Your goal. Every record below, from the first line to the last, is to be set down again exactly.

__________

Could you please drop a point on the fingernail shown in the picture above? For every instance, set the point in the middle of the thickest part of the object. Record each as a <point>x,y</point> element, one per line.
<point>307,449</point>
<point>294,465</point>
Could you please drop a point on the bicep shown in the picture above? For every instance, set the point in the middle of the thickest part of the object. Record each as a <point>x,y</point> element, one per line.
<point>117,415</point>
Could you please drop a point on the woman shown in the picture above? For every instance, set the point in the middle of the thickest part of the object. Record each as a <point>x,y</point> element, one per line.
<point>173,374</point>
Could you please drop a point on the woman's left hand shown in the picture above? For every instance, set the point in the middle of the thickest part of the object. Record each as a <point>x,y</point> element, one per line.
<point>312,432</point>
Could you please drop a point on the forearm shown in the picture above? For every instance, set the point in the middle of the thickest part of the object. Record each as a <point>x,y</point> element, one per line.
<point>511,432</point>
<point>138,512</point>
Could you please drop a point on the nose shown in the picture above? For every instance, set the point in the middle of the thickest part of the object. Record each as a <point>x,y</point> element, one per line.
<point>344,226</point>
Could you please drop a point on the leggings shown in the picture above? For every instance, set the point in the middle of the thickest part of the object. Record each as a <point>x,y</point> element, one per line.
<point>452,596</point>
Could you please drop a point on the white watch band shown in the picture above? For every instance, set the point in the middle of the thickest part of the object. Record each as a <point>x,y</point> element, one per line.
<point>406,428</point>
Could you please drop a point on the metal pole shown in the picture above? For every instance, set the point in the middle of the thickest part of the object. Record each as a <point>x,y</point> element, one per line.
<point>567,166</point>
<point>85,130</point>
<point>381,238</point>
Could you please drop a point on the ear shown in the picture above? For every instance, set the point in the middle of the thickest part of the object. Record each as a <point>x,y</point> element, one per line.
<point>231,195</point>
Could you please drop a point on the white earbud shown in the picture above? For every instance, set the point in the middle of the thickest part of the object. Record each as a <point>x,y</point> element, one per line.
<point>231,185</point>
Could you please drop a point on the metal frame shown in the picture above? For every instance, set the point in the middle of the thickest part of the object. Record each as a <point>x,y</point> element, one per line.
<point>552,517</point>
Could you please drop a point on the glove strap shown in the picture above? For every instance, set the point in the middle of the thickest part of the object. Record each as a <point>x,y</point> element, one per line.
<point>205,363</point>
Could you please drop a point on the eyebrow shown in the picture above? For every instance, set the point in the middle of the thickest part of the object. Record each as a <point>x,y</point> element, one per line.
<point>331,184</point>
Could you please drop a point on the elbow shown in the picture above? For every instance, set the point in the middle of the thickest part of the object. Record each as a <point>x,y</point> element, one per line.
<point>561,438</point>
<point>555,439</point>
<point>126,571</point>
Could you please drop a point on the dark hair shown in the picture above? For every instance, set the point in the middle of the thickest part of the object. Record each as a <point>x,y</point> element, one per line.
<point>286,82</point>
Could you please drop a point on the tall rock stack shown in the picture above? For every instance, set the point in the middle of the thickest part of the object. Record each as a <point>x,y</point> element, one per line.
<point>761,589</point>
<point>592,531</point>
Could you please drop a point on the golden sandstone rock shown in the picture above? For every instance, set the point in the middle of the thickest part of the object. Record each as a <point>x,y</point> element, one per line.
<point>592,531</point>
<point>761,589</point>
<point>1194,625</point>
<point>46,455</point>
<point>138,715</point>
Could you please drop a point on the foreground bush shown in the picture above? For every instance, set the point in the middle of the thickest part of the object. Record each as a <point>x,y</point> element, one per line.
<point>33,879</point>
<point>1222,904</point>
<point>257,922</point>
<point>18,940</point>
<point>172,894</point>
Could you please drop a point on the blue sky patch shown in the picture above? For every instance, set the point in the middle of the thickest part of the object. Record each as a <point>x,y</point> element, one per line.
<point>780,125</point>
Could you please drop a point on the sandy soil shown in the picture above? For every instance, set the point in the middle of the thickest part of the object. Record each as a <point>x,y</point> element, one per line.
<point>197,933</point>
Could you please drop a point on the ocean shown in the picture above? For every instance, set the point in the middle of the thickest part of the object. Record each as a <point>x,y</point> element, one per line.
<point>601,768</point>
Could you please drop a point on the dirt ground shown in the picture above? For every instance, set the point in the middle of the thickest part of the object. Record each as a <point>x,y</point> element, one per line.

__________

Reply.
Could you please drop a point on the fingernail shown in the picture above? For every instance, set the point in the middle of the thickest part of the object. Record each as a <point>x,y</point> element, one per line.
<point>307,449</point>
<point>294,465</point>
Could you please drop a point on the bicep shown in the picture above? For every instance, set the point in the middle of the thickest part of the object. Record each as a <point>x,y</point> element, one per line.
<point>117,415</point>
Could you please drop a point on the woman shown in the picture above? For every instance, set the point in the middle of the thickest part of the object. Record each as a <point>x,y</point> element, one per line.
<point>173,374</point>
Could you please drop a point on the woman's left hand shown in the picture above? For every instance, set the point in the middle of the thickest part of the object. Record each as a <point>x,y</point> element, one per line.
<point>312,432</point>
Could you please drop a point on the forearm shown in the picture above? For every instance, set the point in the middle of the thickest part of the object. Record each as a <point>x,y</point> element, one per line.
<point>511,432</point>
<point>138,512</point>
Could you please drop a point on the nose shown in the picture above? For every instance, set the point in the middle of the thickest part of the object. Record each as a <point>x,y</point> element, one per line.
<point>344,226</point>
Could you please drop a point on the leggings shown in the picture above? For every instance, set the point in the middle of the thickest part of the object. Record each as a <point>x,y</point> element, one per line.
<point>452,596</point>
Could you please drop a point on the white watch band shown in the picture above? For every instance, set the point in the middle of the thickest part of the object. Record each as a <point>x,y</point> element, one per line.
<point>406,428</point>
Could you please drop a point on the metal pole shown in the picture above? For every instance, set the point in the middle of the thickest part of the object. Record each as a <point>x,y</point> element, one per line.
<point>567,166</point>
<point>85,130</point>
<point>381,238</point>
Could you please drop a point on the ear shown in the picture above? For every instance, set the point in the middle of the thickest part of the object. Record each as a <point>x,y</point> element, one per line.
<point>231,195</point>
Could you please drop a point on the white earbud shown in the picture above? For every instance, set the point in the middle of the thickest part of the object. Record each as a <point>x,y</point> element, one per line.
<point>231,185</point>
Could you please drop a point on the metal frame shown in the picture above? For every instance, set the point in the middle of the thickest part of the object. Record each as a <point>x,y</point> element, one per line.
<point>552,517</point>
Could you please drop a point on the glove strap shown in the picture above? For every instance, set the point in the middle of the thickest part of the object. Record each as a <point>x,y</point> element, one per line.
<point>205,363</point>
Could you please drop a point on the eyebrow shown in the picture above? For every instance, set the point in the middle of the thickest part of the object. Record each as a <point>x,y</point> element, one per line.
<point>331,184</point>
Could you please drop a point on the elbow shown in the picture above? For every instance, set the point in the middle of the thickest part of the object. Record each as a <point>x,y</point> element, one per line.
<point>561,438</point>
<point>555,439</point>
<point>126,571</point>
Could you please drop a point on the dark hair shown in the picture above? For every instance, set the point in the middle of the thickest part of the object. Record each as a <point>x,y</point> element, one per line.
<point>286,82</point>
Could you please drop a point on the tall rock stack shown in the picture above? For every instance, set the point in the middle of the thickest part of the object. Record each as a <point>x,y</point> element, one per line.
<point>761,589</point>
<point>592,531</point>
Could you please drop a point on the golden sandstone rock shown in the picture above? For every instance, set the point in the middle of the thickest part of the object. Record each as a <point>x,y</point> element, one per line.
<point>592,531</point>
<point>761,589</point>
<point>1194,625</point>
<point>46,455</point>
<point>138,715</point>
Could you please drop a point on the foreground bush shown in the picture above? For every instance, set the point in the middle of the thickest part of the object. Record each as a <point>x,y</point> element, one per line.
<point>33,879</point>
<point>1222,904</point>
<point>257,922</point>
<point>18,940</point>
<point>172,894</point>
Could you please drop a point on the blue sky patch shown in the picture above? For every instance, set the point in the middle of the thickest part of the object. Record each as a <point>x,y</point> element, one per line.
<point>780,125</point>
Could you please drop a point on the sandy soil shown in the picture above? For every instance, set the point in the middle of the thickest part of the object. Record each as a <point>x,y</point> element, one per line.
<point>197,933</point>
Could you please drop a point on the ocean shown in the picture above? For every instance, set the point in the middle of the thickest part of the object. Record each as a <point>x,y</point> element, one per line.
<point>601,768</point>
Could you please drop a point on the dirt ground shown in the picture above? For every instance, set the point in the middle of the thickest part of the object. Record each as a <point>x,y</point> element, one per line.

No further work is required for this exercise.